- Exercise: Beginning with the line where "x=102, y=13" appears, repeat every remaining line of the entries exactly, the last line included.
%%
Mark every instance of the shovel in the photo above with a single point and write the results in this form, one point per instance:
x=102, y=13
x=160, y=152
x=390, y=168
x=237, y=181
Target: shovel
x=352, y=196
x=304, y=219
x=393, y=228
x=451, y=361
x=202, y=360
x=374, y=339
%%
- Problem solution:
x=102, y=13
x=160, y=152
x=390, y=168
x=237, y=181
Target: shovel
x=352, y=196
x=304, y=219
x=393, y=228
x=451, y=361
x=202, y=360
x=374, y=339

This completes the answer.